# Your goal
Duplicate the listing below line for line, keeping every character unchanged.

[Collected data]
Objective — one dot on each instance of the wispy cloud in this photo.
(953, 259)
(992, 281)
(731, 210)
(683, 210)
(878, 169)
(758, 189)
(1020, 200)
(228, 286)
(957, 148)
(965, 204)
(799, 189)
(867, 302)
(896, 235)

# The answer
Objective — one dot on each instance of the wispy cloud in this photo.
(953, 259)
(992, 281)
(731, 210)
(683, 210)
(878, 169)
(758, 189)
(1020, 200)
(228, 286)
(957, 148)
(965, 204)
(799, 189)
(867, 302)
(896, 235)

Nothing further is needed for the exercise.